:: Exercise ::
Exactly as they appear, output all of the entries.

:: Data records ::
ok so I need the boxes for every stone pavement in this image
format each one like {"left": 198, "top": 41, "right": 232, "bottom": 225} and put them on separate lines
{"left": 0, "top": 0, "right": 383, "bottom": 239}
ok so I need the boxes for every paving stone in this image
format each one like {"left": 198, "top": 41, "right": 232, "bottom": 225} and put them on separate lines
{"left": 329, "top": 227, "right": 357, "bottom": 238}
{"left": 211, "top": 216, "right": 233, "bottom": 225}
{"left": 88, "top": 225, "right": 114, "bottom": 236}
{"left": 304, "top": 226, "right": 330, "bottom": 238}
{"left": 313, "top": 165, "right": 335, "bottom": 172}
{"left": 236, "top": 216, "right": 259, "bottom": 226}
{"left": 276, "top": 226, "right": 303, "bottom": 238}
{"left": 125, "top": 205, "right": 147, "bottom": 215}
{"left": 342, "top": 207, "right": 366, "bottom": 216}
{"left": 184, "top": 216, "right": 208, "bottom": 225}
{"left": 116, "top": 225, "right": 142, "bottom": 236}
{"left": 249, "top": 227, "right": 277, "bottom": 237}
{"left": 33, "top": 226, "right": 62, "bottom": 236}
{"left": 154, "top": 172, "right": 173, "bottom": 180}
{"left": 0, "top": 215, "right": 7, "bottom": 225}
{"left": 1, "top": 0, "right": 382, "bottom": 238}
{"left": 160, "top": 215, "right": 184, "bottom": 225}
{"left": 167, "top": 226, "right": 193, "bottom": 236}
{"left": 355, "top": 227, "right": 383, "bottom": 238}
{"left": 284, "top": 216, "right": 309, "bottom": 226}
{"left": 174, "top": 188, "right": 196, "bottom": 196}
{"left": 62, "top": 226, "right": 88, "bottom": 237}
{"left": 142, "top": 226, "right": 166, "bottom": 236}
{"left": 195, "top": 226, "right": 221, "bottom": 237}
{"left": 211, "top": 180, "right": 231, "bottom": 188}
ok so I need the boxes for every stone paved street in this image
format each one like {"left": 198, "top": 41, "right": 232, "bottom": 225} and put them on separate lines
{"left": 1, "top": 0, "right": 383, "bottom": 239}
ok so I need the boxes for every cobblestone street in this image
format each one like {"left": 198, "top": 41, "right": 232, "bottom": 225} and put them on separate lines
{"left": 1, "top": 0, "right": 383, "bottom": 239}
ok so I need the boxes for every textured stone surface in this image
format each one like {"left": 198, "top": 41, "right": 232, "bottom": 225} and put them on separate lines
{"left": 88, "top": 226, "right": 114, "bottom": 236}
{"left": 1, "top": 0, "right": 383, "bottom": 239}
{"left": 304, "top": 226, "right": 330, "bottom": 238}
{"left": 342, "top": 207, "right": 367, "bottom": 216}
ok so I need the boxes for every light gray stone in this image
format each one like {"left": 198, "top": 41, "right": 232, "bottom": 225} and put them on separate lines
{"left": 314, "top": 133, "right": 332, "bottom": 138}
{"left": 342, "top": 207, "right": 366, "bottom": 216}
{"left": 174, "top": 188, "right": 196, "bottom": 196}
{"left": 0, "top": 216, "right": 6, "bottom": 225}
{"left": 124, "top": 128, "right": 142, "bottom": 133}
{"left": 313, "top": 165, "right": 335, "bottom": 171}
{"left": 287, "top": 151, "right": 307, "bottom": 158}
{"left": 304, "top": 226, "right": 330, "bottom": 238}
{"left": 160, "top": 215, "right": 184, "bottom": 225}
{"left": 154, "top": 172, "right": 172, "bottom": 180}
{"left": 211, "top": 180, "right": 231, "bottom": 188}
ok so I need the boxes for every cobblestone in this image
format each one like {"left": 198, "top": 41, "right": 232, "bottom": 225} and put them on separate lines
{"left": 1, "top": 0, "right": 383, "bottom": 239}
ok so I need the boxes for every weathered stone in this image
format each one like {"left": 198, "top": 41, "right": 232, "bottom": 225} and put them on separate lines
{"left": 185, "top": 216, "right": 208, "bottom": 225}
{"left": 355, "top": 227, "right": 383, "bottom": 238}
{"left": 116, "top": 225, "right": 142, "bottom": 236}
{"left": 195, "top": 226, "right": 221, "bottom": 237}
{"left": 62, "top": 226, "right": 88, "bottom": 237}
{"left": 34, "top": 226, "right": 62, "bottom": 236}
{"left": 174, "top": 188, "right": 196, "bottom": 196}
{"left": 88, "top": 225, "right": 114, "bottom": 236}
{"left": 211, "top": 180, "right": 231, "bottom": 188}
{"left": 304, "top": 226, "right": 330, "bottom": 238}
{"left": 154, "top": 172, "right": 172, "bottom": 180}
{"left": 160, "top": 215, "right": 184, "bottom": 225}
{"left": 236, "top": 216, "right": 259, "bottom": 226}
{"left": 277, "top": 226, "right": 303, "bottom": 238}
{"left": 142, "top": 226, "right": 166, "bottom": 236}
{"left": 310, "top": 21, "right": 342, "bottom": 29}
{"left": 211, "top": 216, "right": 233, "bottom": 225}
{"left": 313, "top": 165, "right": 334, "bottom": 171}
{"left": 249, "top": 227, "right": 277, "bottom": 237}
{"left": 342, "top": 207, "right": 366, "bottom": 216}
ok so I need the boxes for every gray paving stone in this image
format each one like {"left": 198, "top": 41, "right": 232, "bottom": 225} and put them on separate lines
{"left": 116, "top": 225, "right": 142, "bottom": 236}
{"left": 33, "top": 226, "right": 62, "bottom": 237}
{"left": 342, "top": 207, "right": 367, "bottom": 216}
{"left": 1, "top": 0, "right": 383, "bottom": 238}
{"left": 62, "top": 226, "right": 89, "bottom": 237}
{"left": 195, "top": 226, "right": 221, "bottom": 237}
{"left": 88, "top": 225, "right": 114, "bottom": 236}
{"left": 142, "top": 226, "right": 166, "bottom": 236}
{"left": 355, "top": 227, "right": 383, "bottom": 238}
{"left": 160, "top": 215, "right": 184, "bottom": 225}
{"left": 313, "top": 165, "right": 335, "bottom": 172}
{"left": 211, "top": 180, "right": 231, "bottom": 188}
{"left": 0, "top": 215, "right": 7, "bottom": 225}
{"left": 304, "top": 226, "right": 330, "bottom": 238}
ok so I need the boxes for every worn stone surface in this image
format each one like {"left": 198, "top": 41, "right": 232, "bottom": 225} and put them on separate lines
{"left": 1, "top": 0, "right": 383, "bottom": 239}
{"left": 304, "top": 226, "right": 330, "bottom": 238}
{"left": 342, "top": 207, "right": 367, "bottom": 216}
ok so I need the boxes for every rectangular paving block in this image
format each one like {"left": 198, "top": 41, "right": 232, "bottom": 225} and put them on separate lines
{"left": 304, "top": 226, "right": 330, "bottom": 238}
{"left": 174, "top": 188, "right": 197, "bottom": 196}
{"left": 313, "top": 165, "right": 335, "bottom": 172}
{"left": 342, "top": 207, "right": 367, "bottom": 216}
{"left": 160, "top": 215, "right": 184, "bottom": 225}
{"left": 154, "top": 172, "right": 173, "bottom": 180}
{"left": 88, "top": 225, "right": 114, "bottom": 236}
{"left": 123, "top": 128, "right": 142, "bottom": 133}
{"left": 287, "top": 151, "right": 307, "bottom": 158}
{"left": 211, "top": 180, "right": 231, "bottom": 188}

:: Expected output ::
ok so I need the boxes for every stone pavement in this image
format each one like {"left": 198, "top": 41, "right": 232, "bottom": 225} and put them on separate lines
{"left": 0, "top": 0, "right": 383, "bottom": 239}
ok so I need the boxes for every paving stone in this image
format each one like {"left": 198, "top": 41, "right": 232, "bottom": 225} and put them on separate lines
{"left": 329, "top": 227, "right": 357, "bottom": 238}
{"left": 211, "top": 216, "right": 233, "bottom": 225}
{"left": 88, "top": 225, "right": 114, "bottom": 236}
{"left": 304, "top": 226, "right": 330, "bottom": 238}
{"left": 313, "top": 165, "right": 335, "bottom": 172}
{"left": 236, "top": 216, "right": 259, "bottom": 226}
{"left": 276, "top": 226, "right": 303, "bottom": 238}
{"left": 125, "top": 205, "right": 147, "bottom": 215}
{"left": 342, "top": 207, "right": 366, "bottom": 216}
{"left": 184, "top": 216, "right": 208, "bottom": 225}
{"left": 116, "top": 225, "right": 142, "bottom": 236}
{"left": 249, "top": 227, "right": 277, "bottom": 237}
{"left": 33, "top": 226, "right": 62, "bottom": 236}
{"left": 154, "top": 172, "right": 173, "bottom": 180}
{"left": 0, "top": 215, "right": 7, "bottom": 225}
{"left": 1, "top": 0, "right": 382, "bottom": 238}
{"left": 160, "top": 215, "right": 184, "bottom": 225}
{"left": 167, "top": 226, "right": 193, "bottom": 236}
{"left": 355, "top": 227, "right": 383, "bottom": 238}
{"left": 284, "top": 216, "right": 309, "bottom": 226}
{"left": 174, "top": 188, "right": 196, "bottom": 196}
{"left": 62, "top": 226, "right": 88, "bottom": 237}
{"left": 142, "top": 226, "right": 166, "bottom": 236}
{"left": 195, "top": 226, "right": 221, "bottom": 237}
{"left": 211, "top": 180, "right": 231, "bottom": 188}
ok so I need the boxes for every stone paved street in this image
format each one like {"left": 198, "top": 41, "right": 232, "bottom": 225} and put them on separate lines
{"left": 1, "top": 0, "right": 383, "bottom": 239}
ok so I need the boxes for every cobblestone street in this image
format each one like {"left": 198, "top": 41, "right": 232, "bottom": 225} and put them on separate lines
{"left": 1, "top": 0, "right": 383, "bottom": 239}
ok so I need the boxes for every textured stone surface in this image
format each one like {"left": 198, "top": 41, "right": 232, "bottom": 225} and put them on separate lines
{"left": 88, "top": 226, "right": 114, "bottom": 236}
{"left": 1, "top": 0, "right": 383, "bottom": 239}
{"left": 304, "top": 226, "right": 330, "bottom": 238}
{"left": 342, "top": 207, "right": 367, "bottom": 216}
ok so I need the boxes for every light gray stone in this image
format each one like {"left": 198, "top": 41, "right": 232, "bottom": 225} and put them on separate lines
{"left": 314, "top": 133, "right": 332, "bottom": 138}
{"left": 342, "top": 207, "right": 366, "bottom": 216}
{"left": 174, "top": 188, "right": 196, "bottom": 196}
{"left": 0, "top": 216, "right": 6, "bottom": 225}
{"left": 124, "top": 128, "right": 142, "bottom": 133}
{"left": 313, "top": 165, "right": 335, "bottom": 171}
{"left": 287, "top": 151, "right": 307, "bottom": 158}
{"left": 304, "top": 226, "right": 330, "bottom": 238}
{"left": 160, "top": 215, "right": 184, "bottom": 225}
{"left": 154, "top": 172, "right": 172, "bottom": 180}
{"left": 211, "top": 180, "right": 231, "bottom": 188}
ok so I need the boxes for every cobblestone in this image
format each one like {"left": 198, "top": 41, "right": 232, "bottom": 225} and put them on separate lines
{"left": 1, "top": 0, "right": 383, "bottom": 239}
ok so I need the boxes for every weathered stone in this image
format each one like {"left": 198, "top": 41, "right": 232, "bottom": 225} and put them on separate lines
{"left": 185, "top": 216, "right": 208, "bottom": 225}
{"left": 355, "top": 227, "right": 383, "bottom": 238}
{"left": 116, "top": 225, "right": 142, "bottom": 236}
{"left": 195, "top": 226, "right": 221, "bottom": 237}
{"left": 62, "top": 226, "right": 88, "bottom": 237}
{"left": 34, "top": 226, "right": 62, "bottom": 236}
{"left": 174, "top": 188, "right": 196, "bottom": 196}
{"left": 88, "top": 225, "right": 114, "bottom": 236}
{"left": 211, "top": 180, "right": 231, "bottom": 188}
{"left": 304, "top": 226, "right": 330, "bottom": 238}
{"left": 154, "top": 172, "right": 172, "bottom": 180}
{"left": 160, "top": 215, "right": 184, "bottom": 225}
{"left": 236, "top": 216, "right": 259, "bottom": 226}
{"left": 277, "top": 226, "right": 303, "bottom": 238}
{"left": 142, "top": 226, "right": 166, "bottom": 236}
{"left": 310, "top": 21, "right": 342, "bottom": 29}
{"left": 211, "top": 216, "right": 233, "bottom": 225}
{"left": 313, "top": 165, "right": 334, "bottom": 171}
{"left": 249, "top": 227, "right": 277, "bottom": 237}
{"left": 342, "top": 207, "right": 366, "bottom": 216}
ok so I need the boxes for every gray paving stone in this image
format each one like {"left": 198, "top": 41, "right": 232, "bottom": 225} and put them on separate lines
{"left": 116, "top": 225, "right": 142, "bottom": 236}
{"left": 33, "top": 226, "right": 62, "bottom": 237}
{"left": 342, "top": 207, "right": 367, "bottom": 216}
{"left": 1, "top": 0, "right": 383, "bottom": 238}
{"left": 62, "top": 226, "right": 89, "bottom": 237}
{"left": 195, "top": 226, "right": 221, "bottom": 237}
{"left": 88, "top": 225, "right": 114, "bottom": 236}
{"left": 142, "top": 226, "right": 166, "bottom": 236}
{"left": 355, "top": 227, "right": 383, "bottom": 238}
{"left": 160, "top": 215, "right": 184, "bottom": 225}
{"left": 313, "top": 165, "right": 335, "bottom": 172}
{"left": 211, "top": 180, "right": 231, "bottom": 188}
{"left": 0, "top": 215, "right": 7, "bottom": 225}
{"left": 304, "top": 226, "right": 330, "bottom": 238}
ok so I need the boxes for every worn stone surface in this image
format each one like {"left": 198, "top": 41, "right": 232, "bottom": 225} and put them on separate lines
{"left": 1, "top": 0, "right": 383, "bottom": 239}
{"left": 304, "top": 226, "right": 330, "bottom": 238}
{"left": 342, "top": 207, "right": 367, "bottom": 216}
ok so I need the boxes for every rectangular paving block in this image
format each one like {"left": 198, "top": 41, "right": 232, "bottom": 225} and put them on separate lines
{"left": 304, "top": 226, "right": 330, "bottom": 238}
{"left": 174, "top": 188, "right": 197, "bottom": 196}
{"left": 313, "top": 165, "right": 335, "bottom": 172}
{"left": 342, "top": 207, "right": 367, "bottom": 216}
{"left": 160, "top": 215, "right": 184, "bottom": 225}
{"left": 154, "top": 172, "right": 173, "bottom": 180}
{"left": 88, "top": 225, "right": 114, "bottom": 236}
{"left": 123, "top": 128, "right": 142, "bottom": 133}
{"left": 287, "top": 151, "right": 307, "bottom": 158}
{"left": 211, "top": 180, "right": 231, "bottom": 188}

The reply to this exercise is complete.